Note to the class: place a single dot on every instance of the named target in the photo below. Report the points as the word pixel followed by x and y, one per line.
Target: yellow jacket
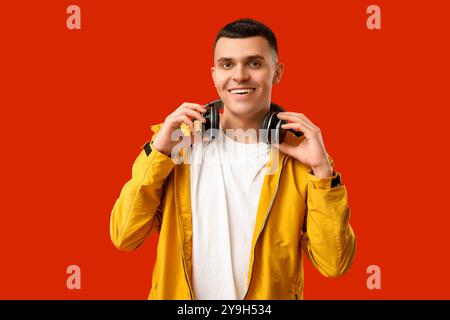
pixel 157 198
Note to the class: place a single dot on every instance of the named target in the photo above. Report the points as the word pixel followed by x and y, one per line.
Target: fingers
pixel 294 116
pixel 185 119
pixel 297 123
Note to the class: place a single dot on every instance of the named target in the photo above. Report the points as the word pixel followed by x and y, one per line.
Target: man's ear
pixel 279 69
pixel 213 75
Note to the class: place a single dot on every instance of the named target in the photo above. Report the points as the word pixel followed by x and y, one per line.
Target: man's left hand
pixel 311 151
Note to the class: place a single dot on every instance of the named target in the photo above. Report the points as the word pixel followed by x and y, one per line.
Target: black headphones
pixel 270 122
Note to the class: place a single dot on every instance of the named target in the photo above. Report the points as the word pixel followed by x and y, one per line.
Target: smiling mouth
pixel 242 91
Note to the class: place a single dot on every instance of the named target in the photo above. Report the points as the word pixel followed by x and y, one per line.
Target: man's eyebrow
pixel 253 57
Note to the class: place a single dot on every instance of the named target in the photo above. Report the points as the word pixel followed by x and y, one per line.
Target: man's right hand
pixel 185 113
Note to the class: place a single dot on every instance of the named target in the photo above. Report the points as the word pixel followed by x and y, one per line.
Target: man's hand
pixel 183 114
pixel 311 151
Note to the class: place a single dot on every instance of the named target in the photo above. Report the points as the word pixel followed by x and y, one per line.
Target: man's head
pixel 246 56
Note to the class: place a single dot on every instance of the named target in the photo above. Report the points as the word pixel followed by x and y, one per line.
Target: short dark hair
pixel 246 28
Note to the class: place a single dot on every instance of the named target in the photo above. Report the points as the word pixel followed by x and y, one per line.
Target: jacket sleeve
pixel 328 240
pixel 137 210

WORK ORDER:
Everything from the line with "Target: short dark hair" through the last line of the data above, please return word for word, and no other line.

SOLUTION BELOW:
Target: short dark hair
pixel 246 28
Note to the class: place a single dot on every instance of the named target in the photo above. Report the points as the word pixel followed by x and y, one per line.
Target: jacket sleeve
pixel 328 240
pixel 137 210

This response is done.